━━━━━ MATERIAL FOR THE TASK ━━━━━

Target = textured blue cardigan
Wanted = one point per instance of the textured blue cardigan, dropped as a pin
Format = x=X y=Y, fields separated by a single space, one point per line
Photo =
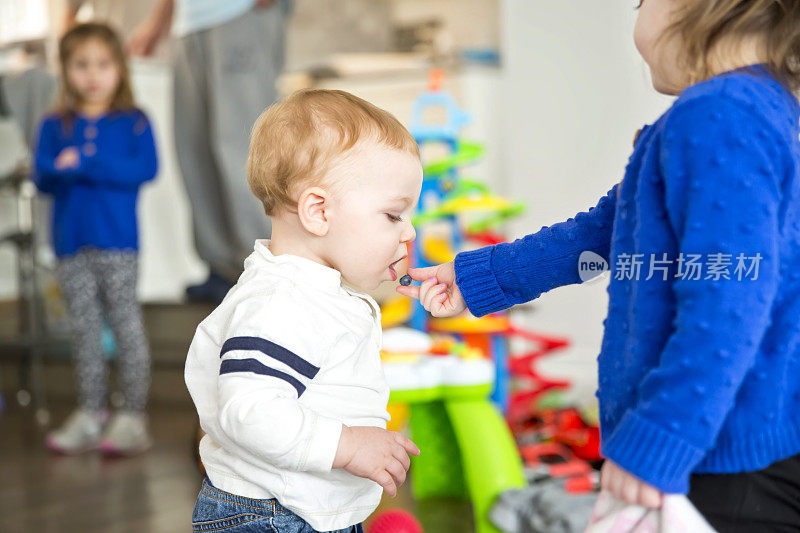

━━━━━
━━━━━ MATERIAL FOR THE TASK ━━━━━

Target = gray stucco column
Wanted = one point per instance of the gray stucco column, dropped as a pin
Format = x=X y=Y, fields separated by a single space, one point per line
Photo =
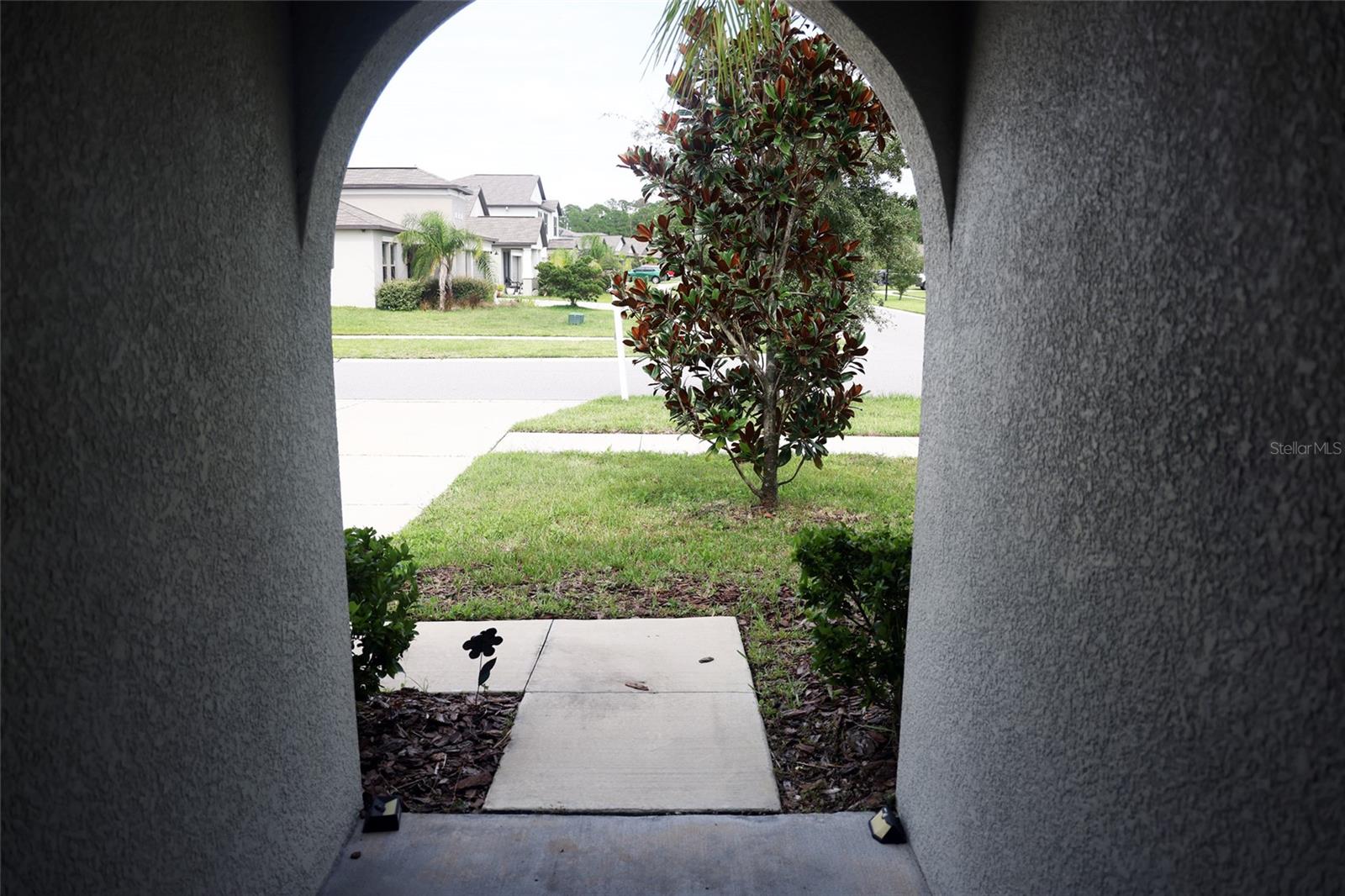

━━━━━

List each line of the data above that contains the string "instance". Case counts.

Wanted = one point per instance of the textured blue cardigan, dropped as a pin
Wanted = one point per instance of the gray stucco column, dropped as a pin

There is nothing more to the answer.